Contour labeling entries
** Start **

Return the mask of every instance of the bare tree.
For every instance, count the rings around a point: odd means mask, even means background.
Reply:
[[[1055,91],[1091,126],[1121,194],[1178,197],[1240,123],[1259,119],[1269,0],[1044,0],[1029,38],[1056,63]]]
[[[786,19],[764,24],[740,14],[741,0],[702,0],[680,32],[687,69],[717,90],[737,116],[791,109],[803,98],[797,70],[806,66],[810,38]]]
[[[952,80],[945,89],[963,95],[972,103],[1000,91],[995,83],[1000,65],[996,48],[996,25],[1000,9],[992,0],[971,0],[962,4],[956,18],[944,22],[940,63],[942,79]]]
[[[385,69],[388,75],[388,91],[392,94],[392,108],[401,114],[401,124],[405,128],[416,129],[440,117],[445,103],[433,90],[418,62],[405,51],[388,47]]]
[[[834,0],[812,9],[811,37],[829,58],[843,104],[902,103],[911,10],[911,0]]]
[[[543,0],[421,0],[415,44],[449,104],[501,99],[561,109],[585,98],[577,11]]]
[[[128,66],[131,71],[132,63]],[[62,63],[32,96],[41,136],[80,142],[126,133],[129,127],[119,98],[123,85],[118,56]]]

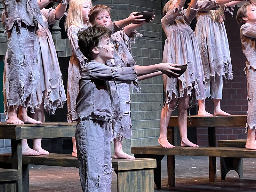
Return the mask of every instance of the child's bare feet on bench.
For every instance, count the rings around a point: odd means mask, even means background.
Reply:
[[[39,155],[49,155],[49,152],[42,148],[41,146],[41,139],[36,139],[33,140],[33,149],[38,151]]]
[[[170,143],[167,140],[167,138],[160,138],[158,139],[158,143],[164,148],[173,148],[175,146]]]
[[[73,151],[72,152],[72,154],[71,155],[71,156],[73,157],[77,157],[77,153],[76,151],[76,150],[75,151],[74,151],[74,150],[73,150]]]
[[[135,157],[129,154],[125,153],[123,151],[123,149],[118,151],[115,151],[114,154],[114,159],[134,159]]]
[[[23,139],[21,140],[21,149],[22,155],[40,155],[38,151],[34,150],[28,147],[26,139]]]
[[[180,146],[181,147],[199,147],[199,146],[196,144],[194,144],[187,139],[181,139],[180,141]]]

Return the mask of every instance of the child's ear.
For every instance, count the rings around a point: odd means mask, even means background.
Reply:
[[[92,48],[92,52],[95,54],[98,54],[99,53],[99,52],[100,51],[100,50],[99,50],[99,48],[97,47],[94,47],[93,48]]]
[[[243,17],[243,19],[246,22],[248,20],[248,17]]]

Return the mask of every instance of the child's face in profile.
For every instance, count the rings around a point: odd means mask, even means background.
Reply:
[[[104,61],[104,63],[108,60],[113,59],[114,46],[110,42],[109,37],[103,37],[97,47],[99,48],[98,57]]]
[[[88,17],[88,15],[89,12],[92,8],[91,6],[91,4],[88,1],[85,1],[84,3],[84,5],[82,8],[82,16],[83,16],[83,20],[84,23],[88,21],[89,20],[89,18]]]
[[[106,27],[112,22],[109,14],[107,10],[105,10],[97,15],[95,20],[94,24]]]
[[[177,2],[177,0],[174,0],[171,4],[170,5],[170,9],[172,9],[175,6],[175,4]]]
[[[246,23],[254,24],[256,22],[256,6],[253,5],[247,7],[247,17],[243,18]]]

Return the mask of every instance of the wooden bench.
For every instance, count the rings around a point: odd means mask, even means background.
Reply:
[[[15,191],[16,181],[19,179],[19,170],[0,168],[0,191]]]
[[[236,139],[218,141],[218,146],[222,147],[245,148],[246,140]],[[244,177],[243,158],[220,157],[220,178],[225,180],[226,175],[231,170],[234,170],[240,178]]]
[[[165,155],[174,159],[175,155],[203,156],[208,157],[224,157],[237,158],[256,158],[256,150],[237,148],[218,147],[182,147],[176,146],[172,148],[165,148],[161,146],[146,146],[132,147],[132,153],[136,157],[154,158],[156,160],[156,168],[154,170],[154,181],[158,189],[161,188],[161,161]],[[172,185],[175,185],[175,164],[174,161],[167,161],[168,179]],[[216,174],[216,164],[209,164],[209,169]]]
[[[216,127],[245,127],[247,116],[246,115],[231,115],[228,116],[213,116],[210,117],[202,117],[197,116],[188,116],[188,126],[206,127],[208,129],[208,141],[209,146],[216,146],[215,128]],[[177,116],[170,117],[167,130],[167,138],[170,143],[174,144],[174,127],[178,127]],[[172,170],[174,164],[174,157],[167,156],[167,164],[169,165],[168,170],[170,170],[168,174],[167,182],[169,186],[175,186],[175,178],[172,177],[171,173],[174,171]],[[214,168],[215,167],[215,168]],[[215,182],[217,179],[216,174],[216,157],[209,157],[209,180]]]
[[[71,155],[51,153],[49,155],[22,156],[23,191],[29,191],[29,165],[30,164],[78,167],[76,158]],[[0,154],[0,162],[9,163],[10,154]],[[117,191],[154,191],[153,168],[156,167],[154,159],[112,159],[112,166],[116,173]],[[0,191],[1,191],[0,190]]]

** End **
** Start **

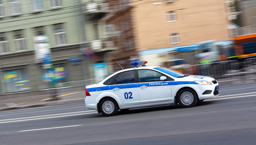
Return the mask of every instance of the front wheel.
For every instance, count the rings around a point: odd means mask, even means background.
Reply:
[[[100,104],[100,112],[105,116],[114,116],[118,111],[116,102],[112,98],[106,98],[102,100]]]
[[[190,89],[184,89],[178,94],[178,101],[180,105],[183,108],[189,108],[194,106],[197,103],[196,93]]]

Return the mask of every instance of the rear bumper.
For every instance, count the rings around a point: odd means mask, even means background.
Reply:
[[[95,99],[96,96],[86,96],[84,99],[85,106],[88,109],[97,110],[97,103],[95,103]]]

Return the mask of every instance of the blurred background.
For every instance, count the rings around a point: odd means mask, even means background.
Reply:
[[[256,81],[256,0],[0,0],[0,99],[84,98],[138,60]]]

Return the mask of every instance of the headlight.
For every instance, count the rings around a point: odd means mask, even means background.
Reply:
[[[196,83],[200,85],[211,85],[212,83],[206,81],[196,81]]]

** End **
** Start **

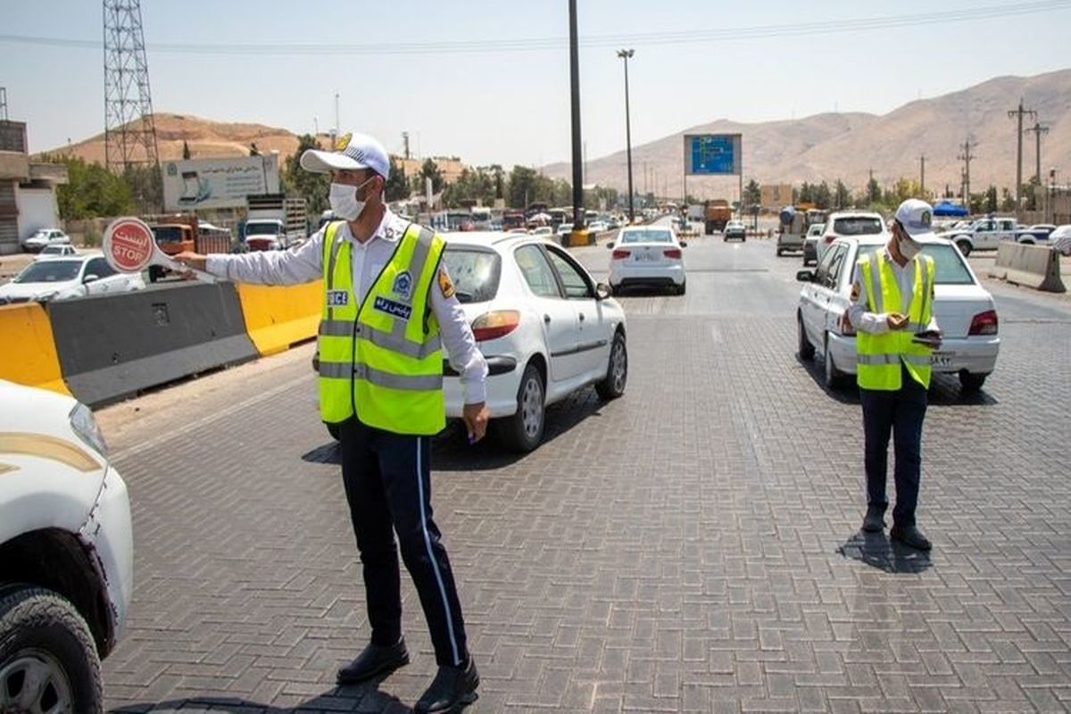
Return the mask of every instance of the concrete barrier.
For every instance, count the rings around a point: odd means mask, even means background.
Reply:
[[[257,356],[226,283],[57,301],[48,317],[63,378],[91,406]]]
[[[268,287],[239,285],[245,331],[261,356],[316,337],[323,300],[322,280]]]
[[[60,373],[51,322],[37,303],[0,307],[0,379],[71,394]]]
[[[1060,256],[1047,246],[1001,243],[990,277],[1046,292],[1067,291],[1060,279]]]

** End **

Your instructions:
Pull out every line in the records above that contains the string "child".

Answer to this task:
Return the mask of every instance of the child's bare feet on bench.
Return the mask of every instance of the child's ear.
Return the mask of every instance of the child's face in profile.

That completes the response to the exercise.